(Listed entries):
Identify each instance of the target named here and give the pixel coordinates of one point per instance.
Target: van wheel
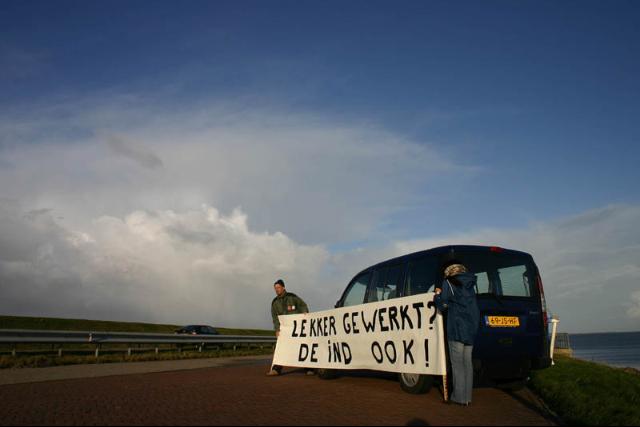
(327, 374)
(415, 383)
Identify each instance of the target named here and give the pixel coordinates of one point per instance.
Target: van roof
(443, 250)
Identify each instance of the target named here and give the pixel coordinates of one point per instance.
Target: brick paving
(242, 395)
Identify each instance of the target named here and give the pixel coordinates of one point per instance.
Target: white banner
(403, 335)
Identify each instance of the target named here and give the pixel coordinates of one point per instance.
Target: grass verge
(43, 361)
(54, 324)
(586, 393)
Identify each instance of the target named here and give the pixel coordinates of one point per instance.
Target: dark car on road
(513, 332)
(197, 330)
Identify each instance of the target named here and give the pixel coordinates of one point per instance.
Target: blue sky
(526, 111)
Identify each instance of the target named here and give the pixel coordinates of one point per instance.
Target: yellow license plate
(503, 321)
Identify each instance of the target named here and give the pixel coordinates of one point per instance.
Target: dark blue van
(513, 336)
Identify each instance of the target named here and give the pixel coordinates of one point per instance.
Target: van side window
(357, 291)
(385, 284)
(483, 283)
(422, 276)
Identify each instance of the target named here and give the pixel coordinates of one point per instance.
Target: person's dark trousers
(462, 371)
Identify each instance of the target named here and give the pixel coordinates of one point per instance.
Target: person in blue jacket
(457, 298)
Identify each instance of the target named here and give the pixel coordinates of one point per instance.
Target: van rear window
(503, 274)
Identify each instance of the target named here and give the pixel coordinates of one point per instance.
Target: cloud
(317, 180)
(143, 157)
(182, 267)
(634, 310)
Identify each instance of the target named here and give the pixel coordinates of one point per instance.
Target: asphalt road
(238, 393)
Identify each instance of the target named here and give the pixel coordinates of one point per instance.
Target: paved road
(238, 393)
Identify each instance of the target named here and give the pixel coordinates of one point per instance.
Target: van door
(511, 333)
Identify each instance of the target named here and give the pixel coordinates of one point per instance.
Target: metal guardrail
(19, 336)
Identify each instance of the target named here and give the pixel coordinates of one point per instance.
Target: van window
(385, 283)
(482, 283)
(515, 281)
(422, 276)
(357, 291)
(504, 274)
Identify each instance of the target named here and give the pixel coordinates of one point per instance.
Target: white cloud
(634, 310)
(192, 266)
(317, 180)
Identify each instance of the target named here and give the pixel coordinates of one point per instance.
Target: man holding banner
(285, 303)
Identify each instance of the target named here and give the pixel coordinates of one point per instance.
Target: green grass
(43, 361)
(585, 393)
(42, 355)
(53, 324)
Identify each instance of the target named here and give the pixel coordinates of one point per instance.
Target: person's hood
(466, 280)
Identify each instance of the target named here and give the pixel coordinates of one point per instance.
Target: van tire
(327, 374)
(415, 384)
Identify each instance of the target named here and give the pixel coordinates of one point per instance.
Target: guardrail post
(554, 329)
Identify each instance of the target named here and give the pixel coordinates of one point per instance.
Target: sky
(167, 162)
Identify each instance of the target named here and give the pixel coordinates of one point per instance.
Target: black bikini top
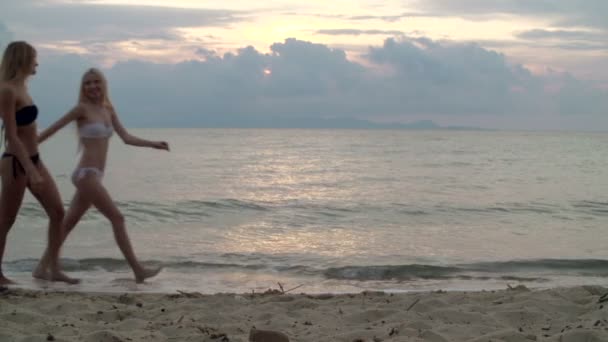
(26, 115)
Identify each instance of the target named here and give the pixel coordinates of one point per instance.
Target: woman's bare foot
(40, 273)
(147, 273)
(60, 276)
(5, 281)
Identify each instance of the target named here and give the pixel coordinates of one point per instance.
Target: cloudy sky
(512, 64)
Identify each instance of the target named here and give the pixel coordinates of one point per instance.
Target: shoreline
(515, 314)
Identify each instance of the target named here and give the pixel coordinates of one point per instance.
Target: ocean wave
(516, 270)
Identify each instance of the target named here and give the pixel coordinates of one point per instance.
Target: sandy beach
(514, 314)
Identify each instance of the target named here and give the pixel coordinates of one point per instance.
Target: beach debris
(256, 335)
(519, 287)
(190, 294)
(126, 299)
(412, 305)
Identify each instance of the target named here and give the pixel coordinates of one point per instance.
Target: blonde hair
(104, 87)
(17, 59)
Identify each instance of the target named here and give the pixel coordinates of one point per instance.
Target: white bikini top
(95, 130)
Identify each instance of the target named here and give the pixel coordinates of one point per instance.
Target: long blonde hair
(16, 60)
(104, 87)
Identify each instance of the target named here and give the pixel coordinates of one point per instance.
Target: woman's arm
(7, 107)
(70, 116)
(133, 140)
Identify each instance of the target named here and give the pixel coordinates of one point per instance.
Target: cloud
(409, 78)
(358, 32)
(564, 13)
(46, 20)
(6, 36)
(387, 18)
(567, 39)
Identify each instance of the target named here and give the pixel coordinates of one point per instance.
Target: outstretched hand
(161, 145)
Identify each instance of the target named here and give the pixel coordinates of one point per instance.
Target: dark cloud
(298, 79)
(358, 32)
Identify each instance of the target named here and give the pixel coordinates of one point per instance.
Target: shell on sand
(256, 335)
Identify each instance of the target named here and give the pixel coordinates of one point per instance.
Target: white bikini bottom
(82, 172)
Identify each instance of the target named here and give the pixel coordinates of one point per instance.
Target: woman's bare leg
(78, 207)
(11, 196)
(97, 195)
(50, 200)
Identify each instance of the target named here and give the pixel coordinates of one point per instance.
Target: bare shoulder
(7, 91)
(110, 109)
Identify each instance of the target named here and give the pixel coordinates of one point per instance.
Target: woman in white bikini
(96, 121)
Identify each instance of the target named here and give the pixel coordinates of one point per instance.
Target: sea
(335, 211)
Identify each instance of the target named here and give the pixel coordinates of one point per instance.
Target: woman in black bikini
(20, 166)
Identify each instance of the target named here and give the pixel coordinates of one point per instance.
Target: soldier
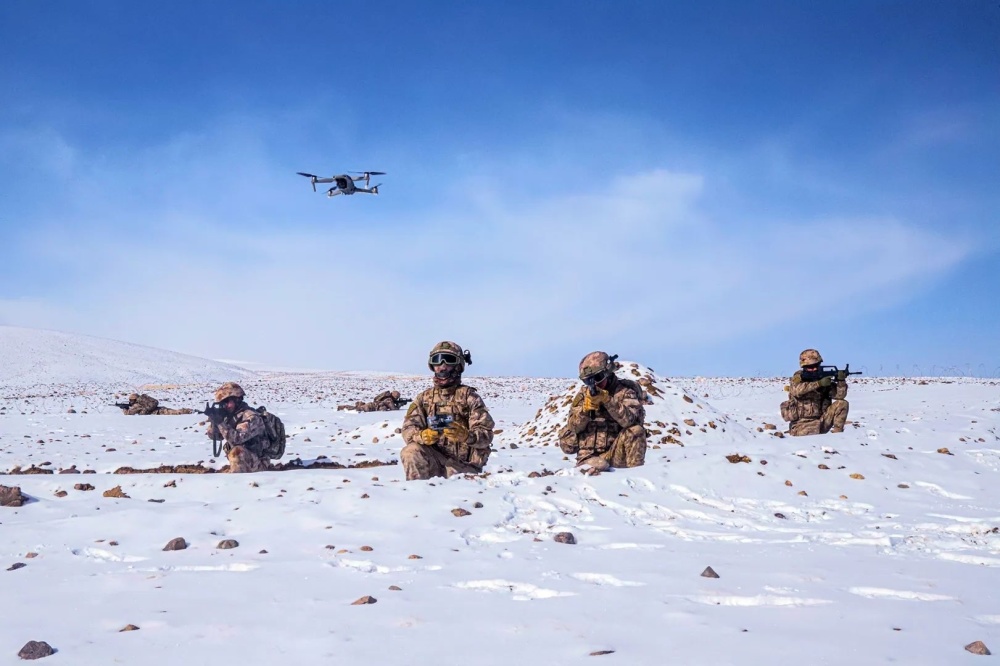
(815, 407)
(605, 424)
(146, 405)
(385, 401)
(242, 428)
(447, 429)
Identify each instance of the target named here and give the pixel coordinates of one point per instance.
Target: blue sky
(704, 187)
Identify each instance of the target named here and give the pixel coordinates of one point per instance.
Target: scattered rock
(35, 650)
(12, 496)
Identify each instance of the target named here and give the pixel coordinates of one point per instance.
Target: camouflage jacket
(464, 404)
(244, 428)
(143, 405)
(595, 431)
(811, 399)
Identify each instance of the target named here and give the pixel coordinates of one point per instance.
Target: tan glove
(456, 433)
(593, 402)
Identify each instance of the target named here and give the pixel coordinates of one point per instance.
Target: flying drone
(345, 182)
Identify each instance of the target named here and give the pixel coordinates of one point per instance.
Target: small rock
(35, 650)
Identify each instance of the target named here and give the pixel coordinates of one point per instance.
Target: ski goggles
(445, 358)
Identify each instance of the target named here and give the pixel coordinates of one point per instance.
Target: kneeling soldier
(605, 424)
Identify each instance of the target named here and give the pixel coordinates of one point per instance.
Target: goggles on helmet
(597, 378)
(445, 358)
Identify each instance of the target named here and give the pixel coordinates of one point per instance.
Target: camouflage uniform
* * *
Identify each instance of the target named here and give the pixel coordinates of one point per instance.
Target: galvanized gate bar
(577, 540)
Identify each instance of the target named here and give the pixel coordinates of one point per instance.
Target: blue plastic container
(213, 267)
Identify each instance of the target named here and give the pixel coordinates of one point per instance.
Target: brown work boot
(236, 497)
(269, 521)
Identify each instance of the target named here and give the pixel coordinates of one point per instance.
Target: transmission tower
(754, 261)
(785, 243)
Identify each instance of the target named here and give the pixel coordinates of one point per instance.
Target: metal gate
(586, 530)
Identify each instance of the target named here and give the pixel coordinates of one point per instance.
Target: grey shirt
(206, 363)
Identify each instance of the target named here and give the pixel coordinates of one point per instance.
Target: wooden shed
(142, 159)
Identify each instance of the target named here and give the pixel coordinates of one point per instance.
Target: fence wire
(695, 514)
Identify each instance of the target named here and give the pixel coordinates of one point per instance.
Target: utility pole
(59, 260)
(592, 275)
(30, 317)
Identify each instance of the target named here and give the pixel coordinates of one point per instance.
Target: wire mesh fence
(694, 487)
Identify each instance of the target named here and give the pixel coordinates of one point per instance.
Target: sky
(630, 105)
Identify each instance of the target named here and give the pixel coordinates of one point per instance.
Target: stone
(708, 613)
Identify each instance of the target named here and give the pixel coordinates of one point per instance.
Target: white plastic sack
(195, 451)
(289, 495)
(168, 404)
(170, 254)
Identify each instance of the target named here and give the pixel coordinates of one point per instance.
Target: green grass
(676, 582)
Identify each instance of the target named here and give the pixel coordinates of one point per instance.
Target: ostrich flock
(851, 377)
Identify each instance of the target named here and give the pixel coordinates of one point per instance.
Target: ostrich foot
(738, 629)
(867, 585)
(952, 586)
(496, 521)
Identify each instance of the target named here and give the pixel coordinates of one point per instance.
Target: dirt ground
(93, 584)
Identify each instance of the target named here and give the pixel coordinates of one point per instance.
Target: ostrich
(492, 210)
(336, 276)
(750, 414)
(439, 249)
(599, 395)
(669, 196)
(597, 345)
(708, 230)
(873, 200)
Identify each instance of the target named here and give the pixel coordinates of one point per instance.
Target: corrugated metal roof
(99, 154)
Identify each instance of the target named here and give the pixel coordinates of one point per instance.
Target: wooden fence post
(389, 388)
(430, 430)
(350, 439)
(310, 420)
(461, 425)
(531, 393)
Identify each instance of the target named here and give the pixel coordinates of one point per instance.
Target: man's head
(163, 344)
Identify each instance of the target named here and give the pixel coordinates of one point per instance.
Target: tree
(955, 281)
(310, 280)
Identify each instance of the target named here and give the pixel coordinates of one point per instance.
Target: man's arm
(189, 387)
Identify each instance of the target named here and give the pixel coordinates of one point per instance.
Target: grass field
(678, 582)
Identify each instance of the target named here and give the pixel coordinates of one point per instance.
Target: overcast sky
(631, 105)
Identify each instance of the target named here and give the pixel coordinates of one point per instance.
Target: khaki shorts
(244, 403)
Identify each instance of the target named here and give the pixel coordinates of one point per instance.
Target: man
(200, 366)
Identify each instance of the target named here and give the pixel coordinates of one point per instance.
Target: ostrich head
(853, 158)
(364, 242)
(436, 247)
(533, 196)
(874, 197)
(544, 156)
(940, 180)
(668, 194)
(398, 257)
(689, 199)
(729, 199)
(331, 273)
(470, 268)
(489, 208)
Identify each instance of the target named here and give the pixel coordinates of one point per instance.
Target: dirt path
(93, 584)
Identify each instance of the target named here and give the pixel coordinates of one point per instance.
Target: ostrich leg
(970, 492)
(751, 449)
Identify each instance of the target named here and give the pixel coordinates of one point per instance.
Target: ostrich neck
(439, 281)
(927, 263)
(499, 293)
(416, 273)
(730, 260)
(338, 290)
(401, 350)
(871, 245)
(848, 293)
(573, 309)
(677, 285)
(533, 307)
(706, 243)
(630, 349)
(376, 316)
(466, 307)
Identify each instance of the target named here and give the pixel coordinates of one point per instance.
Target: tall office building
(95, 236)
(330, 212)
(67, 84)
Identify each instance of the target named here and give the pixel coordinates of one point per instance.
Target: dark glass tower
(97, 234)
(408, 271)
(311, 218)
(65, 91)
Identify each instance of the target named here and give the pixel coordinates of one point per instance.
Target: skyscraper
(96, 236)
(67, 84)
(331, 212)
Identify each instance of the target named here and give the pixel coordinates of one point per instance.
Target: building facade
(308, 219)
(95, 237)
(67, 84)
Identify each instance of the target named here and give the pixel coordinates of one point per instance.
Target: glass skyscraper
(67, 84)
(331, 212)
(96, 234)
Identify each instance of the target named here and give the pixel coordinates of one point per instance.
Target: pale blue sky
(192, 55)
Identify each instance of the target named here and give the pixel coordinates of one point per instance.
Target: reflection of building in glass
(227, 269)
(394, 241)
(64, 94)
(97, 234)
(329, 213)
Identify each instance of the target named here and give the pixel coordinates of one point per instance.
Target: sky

(Problem description):
Show each line of the records above that contains the word "fence", copied unchanged. Case counts.

(Task result):
Target: fence wire
Target: wire mesh fence
Target: wooden fence post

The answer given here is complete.